- Opening Delimiter -

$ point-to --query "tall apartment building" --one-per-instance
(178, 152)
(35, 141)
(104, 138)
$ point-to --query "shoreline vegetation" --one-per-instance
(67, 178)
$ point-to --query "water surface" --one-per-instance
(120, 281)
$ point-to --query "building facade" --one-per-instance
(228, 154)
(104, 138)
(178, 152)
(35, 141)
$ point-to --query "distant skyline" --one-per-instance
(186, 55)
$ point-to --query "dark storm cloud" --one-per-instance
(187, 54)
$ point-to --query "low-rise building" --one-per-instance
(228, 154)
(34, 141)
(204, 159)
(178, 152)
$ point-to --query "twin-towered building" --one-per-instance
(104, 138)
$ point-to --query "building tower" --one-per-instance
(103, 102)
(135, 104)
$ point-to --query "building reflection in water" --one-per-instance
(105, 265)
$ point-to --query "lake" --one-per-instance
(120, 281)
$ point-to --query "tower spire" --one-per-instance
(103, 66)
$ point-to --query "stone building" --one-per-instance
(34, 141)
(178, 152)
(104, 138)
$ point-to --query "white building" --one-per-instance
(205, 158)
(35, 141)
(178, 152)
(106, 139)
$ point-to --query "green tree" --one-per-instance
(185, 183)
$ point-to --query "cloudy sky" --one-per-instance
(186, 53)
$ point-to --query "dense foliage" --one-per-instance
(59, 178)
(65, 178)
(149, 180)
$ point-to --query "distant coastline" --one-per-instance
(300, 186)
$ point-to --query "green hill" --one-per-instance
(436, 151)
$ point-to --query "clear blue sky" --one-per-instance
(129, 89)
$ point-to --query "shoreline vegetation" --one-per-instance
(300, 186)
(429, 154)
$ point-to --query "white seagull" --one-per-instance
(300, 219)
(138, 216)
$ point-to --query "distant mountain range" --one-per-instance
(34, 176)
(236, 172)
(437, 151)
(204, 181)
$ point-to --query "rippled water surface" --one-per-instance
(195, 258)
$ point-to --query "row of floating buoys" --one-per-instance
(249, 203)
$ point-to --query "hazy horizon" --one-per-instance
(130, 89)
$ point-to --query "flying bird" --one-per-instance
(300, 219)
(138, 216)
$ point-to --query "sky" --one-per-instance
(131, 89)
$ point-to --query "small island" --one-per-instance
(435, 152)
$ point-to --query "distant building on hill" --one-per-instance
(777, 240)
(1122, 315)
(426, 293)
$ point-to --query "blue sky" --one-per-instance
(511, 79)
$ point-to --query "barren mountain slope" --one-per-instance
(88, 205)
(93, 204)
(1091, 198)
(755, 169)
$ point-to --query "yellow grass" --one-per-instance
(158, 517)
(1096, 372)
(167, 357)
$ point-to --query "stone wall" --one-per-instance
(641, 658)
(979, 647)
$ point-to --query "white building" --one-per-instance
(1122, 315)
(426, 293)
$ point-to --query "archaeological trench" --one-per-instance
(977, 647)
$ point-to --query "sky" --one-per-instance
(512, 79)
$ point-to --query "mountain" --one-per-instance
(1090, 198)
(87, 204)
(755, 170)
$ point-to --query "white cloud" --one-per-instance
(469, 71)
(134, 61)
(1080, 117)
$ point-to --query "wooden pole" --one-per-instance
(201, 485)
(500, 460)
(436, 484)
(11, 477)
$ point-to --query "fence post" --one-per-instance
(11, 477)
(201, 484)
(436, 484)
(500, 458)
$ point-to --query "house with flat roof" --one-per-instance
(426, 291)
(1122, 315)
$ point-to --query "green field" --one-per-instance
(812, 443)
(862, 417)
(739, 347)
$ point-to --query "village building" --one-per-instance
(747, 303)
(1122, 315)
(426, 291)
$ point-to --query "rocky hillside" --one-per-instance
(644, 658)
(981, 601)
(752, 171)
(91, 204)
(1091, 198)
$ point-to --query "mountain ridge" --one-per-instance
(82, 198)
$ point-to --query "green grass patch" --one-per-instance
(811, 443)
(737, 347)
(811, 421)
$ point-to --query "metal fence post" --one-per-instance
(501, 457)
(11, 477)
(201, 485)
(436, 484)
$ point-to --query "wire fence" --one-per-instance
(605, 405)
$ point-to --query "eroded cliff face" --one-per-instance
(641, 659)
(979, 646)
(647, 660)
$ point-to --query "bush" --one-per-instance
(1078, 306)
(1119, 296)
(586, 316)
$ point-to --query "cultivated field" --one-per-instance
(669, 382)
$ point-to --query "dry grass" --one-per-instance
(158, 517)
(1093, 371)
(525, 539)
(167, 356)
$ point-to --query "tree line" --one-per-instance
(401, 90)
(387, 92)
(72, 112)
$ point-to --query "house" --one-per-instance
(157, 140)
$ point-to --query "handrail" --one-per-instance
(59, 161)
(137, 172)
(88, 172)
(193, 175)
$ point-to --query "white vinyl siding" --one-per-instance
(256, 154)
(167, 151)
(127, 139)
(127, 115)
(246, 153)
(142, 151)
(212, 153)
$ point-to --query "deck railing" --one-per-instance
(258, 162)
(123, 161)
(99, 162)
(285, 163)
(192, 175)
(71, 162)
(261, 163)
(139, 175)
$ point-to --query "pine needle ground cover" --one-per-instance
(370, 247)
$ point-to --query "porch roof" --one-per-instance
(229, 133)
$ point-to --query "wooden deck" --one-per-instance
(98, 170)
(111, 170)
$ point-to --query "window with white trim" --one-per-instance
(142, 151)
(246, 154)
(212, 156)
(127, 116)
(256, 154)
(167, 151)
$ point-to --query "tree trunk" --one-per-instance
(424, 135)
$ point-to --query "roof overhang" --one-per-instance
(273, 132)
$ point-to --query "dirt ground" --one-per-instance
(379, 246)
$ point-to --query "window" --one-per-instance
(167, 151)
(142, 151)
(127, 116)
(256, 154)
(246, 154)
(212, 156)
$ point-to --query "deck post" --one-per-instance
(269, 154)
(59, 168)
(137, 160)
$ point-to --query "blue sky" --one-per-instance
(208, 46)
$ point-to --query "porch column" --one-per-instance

- Closing Delimiter -

> [PROBLEM TO SOLVE]:
Without omitting anything, reproduce the whole of the data.

> [SOLUTION TO THIS TASK]:
$ point-to --query "tall apartment building" --one-per-instance
(178, 152)
(35, 141)
(104, 138)
$ point-to --query "shoreline vegetation" --one-per-instance
(67, 178)
$ point-to --query "water surface" --one-per-instance
(120, 281)
$ point-to --query "building facade" --one-per-instance
(228, 154)
(104, 138)
(178, 152)
(35, 141)
$ point-to --query "distant skyline" --one-per-instance
(186, 55)
$ point-to --query "dark storm cloud" --one-per-instance
(187, 54)
$ point-to --query "low-rise building" --one-per-instance
(228, 154)
(34, 141)
(204, 159)
(178, 152)
$ point-to --query "twin-towered building" --one-per-instance
(104, 138)
$ point-to --query "building tower" --one-per-instance
(103, 102)
(135, 104)
$ point-to --query "building reflection in water" --one-per-instance
(105, 265)
$ point-to --query "lake" --one-per-instance
(120, 281)
$ point-to --query "tower spire" --one-per-instance
(103, 66)
$ point-to --query "stone building" --one-per-instance
(34, 141)
(178, 152)
(104, 138)
$ point-to --query "white building" --one-per-instance
(205, 158)
(35, 141)
(178, 152)
(106, 139)
$ point-to --query "green tree" --one-per-instance
(185, 183)
$ point-to --query "cloudy sky" --one-per-instance
(186, 53)
$ point-to --query "dense foliage" --one-per-instance
(59, 178)
(65, 178)
(149, 180)
$ point-to --query "distant coastline" --one-per-instance
(300, 186)
$ point-to --query "green hill" --one-per-instance
(436, 151)
$ point-to --query "clear blue sky" --one-per-instance
(129, 89)
$ point-to --query "shoreline vegetation" --one-per-instance
(300, 186)
(429, 154)
$ point-to --query "white seagull" --one-per-instance
(300, 219)
(138, 216)
$ point-to --query "distant mountain range" --one-per-instance
(34, 176)
(236, 172)
(437, 151)
(204, 181)
$ point-to --query "rippled water surface" --one-per-instance
(195, 258)
$ point-to --query "row of floating buoys" --one-per-instance
(249, 203)
$ point-to --query "hazy horizon" --one-per-instance
(130, 89)
$ point-to --query "flying bird" --one-per-instance
(300, 219)
(138, 216)
$ point-to --query "sky" --one-per-instance
(131, 89)
$ point-to --query "small island" --one-per-instance
(435, 152)
$ point-to --query "distant building on hill" --one-per-instance
(777, 240)
(1122, 315)
(426, 293)
$ point-to --query "blue sky" --one-per-instance
(511, 79)
$ point-to --query "barren mountain slope" --one-per-instance
(88, 205)
(93, 204)
(1091, 198)
(755, 169)
$ point-to --query "yellow grass" --one-per-instance
(158, 517)
(1096, 372)
(167, 357)
$ point-to --query "stone wall" --one-per-instance
(641, 658)
(979, 647)
$ point-to --query "white building" --one-per-instance
(1122, 315)
(426, 293)
$ point-to --query "archaeological trench" --one-per-instance
(977, 647)
$ point-to --query "sky" --one-per-instance
(512, 79)
$ point-to --query "mountain" --one-per-instance
(1090, 198)
(87, 204)
(755, 170)
$ point-to --query "white cloud" --one-per-instance
(469, 71)
(134, 61)
(1080, 117)
$ point-to --query "wooden pole" --one-per-instance
(201, 485)
(500, 460)
(436, 484)
(11, 477)
$ point-to --query "fence post" --one-per-instance
(11, 477)
(201, 484)
(436, 484)
(500, 458)
$ point-to --query "house with flat roof" --one-per-instance
(426, 291)
(1122, 315)
$ point-to --query "green field" --one-per-instance
(812, 443)
(862, 417)
(739, 347)
$ point-to --query "village building" --one-per-instance
(747, 303)
(1122, 315)
(426, 291)
$ point-to --query "rocky hillside" --one-per-instance
(644, 658)
(981, 601)
(752, 171)
(91, 204)
(1091, 198)
$ point-to --query "mountain ridge" --one-per-instance
(82, 198)
$ point-to --query "green grass patch" --one-per-instance
(811, 443)
(737, 347)
(811, 421)
$ point-to --query "metal fence post" --one-per-instance
(501, 457)
(11, 477)
(201, 485)
(436, 484)
$ point-to --query "wire fence" --one-per-instance
(605, 405)
$ point-to --query "eroded cliff face" --one-per-instance
(641, 659)
(979, 646)
(647, 660)
$ point-to --query "bush" --one-per-instance
(1078, 306)
(1119, 296)
(586, 316)
$ point-to --query "cultivated field" --one-per-instance
(669, 382)
$ point-to --query "dry grass" --one-per-instance
(158, 517)
(1093, 371)
(525, 539)
(167, 356)
$ point-to --query "tree line" --one-per-instance
(401, 90)
(387, 92)
(72, 112)
$ point-to --query "house" --one-per-instance
(157, 140)
$ point-to --query "handrail" --one-per-instance
(59, 161)
(137, 172)
(88, 172)
(193, 175)
$ point-to --query "white vinyl siding" --one-per-instance
(256, 154)
(167, 151)
(127, 139)
(127, 115)
(246, 153)
(142, 151)
(212, 153)
$ point-to --query "deck railing" --one-per-instance
(258, 162)
(123, 161)
(99, 162)
(285, 163)
(192, 175)
(71, 162)
(261, 163)
(139, 175)
$ point-to --query "pine needle ground cover" --one-per-instance
(370, 247)
$ point-to --query "porch roof" --one-per-instance
(229, 133)
$ point-to --query "wooden deck" --one-per-instance
(98, 170)
(111, 170)
$ point-to --query "window with white trim" --one-per-instance
(142, 151)
(246, 154)
(212, 156)
(127, 116)
(256, 154)
(167, 151)
$ point-to --query "tree trunk" --one-per-instance
(424, 135)
$ point-to --query "roof overhang" --one-per-instance
(273, 132)
$ point-to --query "dirt ground" --one-per-instance
(379, 246)
$ point-to --query "window" --one-per-instance
(167, 151)
(142, 151)
(127, 116)
(256, 154)
(246, 154)
(212, 156)
$ point-to --query "deck post" --one-per-instance
(269, 154)
(59, 168)
(137, 160)
$ point-to --query "blue sky" --one-per-instance
(208, 46)
$ point-to --query "porch column" --one-per-instance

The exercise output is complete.